### DIRECTION
Reproduce all entries precisely, down to the last character.

### PROVIDED RECORDS
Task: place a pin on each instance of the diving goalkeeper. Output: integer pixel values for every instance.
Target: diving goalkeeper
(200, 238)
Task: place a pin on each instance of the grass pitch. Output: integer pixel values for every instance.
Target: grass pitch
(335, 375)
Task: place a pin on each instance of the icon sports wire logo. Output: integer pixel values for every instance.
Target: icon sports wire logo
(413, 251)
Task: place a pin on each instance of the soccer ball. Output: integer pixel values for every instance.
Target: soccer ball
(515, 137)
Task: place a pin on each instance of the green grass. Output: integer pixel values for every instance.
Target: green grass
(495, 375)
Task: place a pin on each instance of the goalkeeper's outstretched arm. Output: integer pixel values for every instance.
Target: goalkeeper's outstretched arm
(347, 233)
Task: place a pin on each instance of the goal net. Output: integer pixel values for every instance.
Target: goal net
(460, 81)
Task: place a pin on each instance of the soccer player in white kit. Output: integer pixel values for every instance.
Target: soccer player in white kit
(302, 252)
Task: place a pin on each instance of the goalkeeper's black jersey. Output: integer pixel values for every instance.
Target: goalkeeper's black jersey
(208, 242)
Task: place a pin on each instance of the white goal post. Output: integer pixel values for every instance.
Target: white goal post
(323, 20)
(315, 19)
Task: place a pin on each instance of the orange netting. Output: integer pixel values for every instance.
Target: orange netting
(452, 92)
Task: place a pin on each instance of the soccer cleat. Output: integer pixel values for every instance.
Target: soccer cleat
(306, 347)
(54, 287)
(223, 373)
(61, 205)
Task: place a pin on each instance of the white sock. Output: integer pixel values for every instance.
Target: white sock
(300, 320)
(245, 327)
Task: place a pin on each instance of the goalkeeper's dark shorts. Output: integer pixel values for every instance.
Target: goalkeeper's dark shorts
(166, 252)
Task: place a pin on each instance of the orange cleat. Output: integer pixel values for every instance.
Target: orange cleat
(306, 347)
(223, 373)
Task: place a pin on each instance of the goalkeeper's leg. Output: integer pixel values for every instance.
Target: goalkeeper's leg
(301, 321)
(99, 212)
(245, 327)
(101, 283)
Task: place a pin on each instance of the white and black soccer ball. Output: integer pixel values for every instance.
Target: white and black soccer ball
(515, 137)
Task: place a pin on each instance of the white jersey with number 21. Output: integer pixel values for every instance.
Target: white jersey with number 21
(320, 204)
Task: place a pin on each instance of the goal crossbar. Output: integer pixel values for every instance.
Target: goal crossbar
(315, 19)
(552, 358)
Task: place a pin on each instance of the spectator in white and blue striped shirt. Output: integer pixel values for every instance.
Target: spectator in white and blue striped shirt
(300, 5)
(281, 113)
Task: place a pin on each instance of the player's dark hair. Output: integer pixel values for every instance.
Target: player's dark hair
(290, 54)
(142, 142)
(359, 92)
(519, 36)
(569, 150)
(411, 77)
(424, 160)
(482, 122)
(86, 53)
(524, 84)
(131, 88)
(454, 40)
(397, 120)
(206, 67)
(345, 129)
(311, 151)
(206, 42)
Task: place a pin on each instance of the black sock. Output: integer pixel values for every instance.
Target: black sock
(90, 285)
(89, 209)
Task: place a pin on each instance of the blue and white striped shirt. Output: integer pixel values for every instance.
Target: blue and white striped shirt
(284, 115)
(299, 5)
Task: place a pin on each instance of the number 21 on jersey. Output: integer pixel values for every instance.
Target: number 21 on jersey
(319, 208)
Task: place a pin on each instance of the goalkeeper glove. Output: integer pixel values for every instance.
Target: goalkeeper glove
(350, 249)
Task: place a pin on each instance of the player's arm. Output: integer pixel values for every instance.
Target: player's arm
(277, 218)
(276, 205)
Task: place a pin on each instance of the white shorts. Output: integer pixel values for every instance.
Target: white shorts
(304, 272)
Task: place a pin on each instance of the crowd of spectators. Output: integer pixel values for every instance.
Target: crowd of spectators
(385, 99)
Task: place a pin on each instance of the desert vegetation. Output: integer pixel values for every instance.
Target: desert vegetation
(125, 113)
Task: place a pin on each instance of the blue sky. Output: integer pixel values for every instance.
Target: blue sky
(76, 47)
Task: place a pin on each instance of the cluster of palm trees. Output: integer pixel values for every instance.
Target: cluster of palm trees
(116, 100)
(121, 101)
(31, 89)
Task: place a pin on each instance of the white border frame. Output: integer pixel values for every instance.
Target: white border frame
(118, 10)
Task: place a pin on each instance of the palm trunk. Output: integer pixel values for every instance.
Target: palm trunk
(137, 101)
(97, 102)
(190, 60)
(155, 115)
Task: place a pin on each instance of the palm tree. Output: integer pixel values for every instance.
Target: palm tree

### RESULT
Task: place a pin on each instance of the diving goalkeeper. Output: integer pixel values for every instance.
Target: diving goalkeeper
(200, 238)
Task: place a pin on each instance of the grass pitch. Output: integer pixel values for every instance.
Target: grass pitch
(335, 375)
Task: place a pin on each instance of the icon sports wire logo. Output: integer pixel values for every instance.
Target: icon sports wire logo
(413, 251)
Task: place a pin on each instance of the soccer ball. Output: integer pixel values for every instance.
Target: soccer ball
(515, 137)
Task: place a pin on each instance of the green grass. Output: integer pixel values for every instance.
Target: green grass
(495, 375)
Task: place a pin on each instance of the goalkeeper's outstretched arm. Output: integer pixel values for every instance.
Target: goalkeeper's outstretched arm
(347, 233)
Task: place a pin on each instance of the goal net. Output: integer pixel values for every instance.
Target: goal net
(460, 81)
Task: place a pin on each instance of the soccer player in white kit. Output: integer pixel values for every instance.
Target: soccer player in white kit
(302, 252)
Task: place a pin on each instance of the goalkeeper's black jersey. Output: integer pixel values for every instance.
Target: goalkeeper's black jersey
(208, 242)
Task: place a pin on each instance of the white goal post. Output: integer pixel values for every instance.
Target: white goal post
(323, 20)
(315, 19)
Task: place a pin on each instance of the orange netting. Output: integer pixel values for every instance.
Target: orange netting
(452, 92)
Task: place a pin on each instance of the soccer cleat. Output: integer pixel values for every instance.
Target: soccer cleat
(306, 347)
(54, 287)
(223, 373)
(61, 205)
Task: place a pin on each instance of the white sock. Output: integer pixel values for every instance.
Target: white sock
(300, 320)
(245, 327)
Task: place a pin on each instance of the goalkeeper's dark shorts. Output: integer pixel values for every instance.
Target: goalkeeper's dark shorts
(166, 252)
Task: place a pin on each instance of the orange cleat. Output: integer pixel values for every instance.
Target: orange cleat
(306, 347)
(223, 373)
Task: place a pin on each instance of the goalkeeper's leg. Output: integer pixel values for every instance.
Target: goalkeeper's leg
(301, 321)
(99, 212)
(245, 327)
(101, 283)
Task: place a pin on each instance of the white and black soccer ball. Output: integer pixel values for every instance.
Target: white and black soccer ball
(515, 137)
Task: place a pin on each instance of the white jersey with number 21. Output: integer pixel values for every instance.
Target: white jersey with number 21
(320, 204)
Task: place a pin on each instance of the goal crossbar. Output: integer pixel values for every instance.
Target: goal crossbar
(315, 19)
(552, 358)
Task: place a pin on each instance of the spectator in white and blue striped shirt. Output: integer pixel values for every instance.
Target: spectator in white and blue striped shirt
(300, 5)
(281, 113)
Task: place a pin on each instance of the player's dark hair. Output: integer pixel values for every instance.
Target: player's dark hair
(290, 54)
(142, 142)
(359, 92)
(519, 36)
(569, 150)
(411, 77)
(424, 160)
(482, 122)
(86, 53)
(524, 84)
(131, 88)
(454, 40)
(397, 120)
(206, 67)
(345, 129)
(311, 151)
(206, 42)
Task: place a pin on each instance of the black sock. Output: integer pixel values for every instance.
Target: black sock
(90, 285)
(89, 209)
Task: place a pin on each instance of the blue and white striped shirt. Output: integer pixel values for every instance.
Target: blue and white striped shirt
(284, 115)
(299, 5)
Task: place a pin on each instance of the number 21 on jersey. Output: integer pixel values for every instance.
Target: number 21 on jersey
(319, 208)
Task: place a pin on each instance of the goalkeeper glove. Output: integer pixel values for every instance.
Target: goalkeeper glove
(350, 249)
Task: place a pin on each instance of the player's arm. Output: integer pixel values for every instance.
Target: player's arm
(277, 218)
(276, 205)
Task: place a pin on each instance of the white shorts. Output: integer pixel values for every instance.
Target: white shorts
(304, 272)
Task: place a pin on each instance of the crowd of spectators. Output: integer pixel values for every instance.
Target: crowd of spectators
(385, 99)
Task: place a pin on each instance of the desert vegetation. Output: integer pixel values for every instance.
Target: desert vegetation
(125, 113)
Task: place a pin on each instance of the blue sky. Output: integer pixel values for every instance.
Target: blue sky
(76, 47)
Task: place a pin on each instance of the cluster of palm trees. Output: integer pixel values for every instance.
Target: cluster of palm trees
(116, 100)
(121, 101)
(31, 89)
Task: place a pin on each instance of the white border frame. Output: integer pixel values for every instance.
Target: white border frame
(118, 10)
Task: place a pin on each instance of the palm trunk. Output: integer pixel values for every instance.
Target: palm trunk
(137, 101)
(97, 102)
(190, 60)
(155, 115)
Task: place a pin on each instance of the palm tree. Output: integer pixel values for every instance.
Target: palm tree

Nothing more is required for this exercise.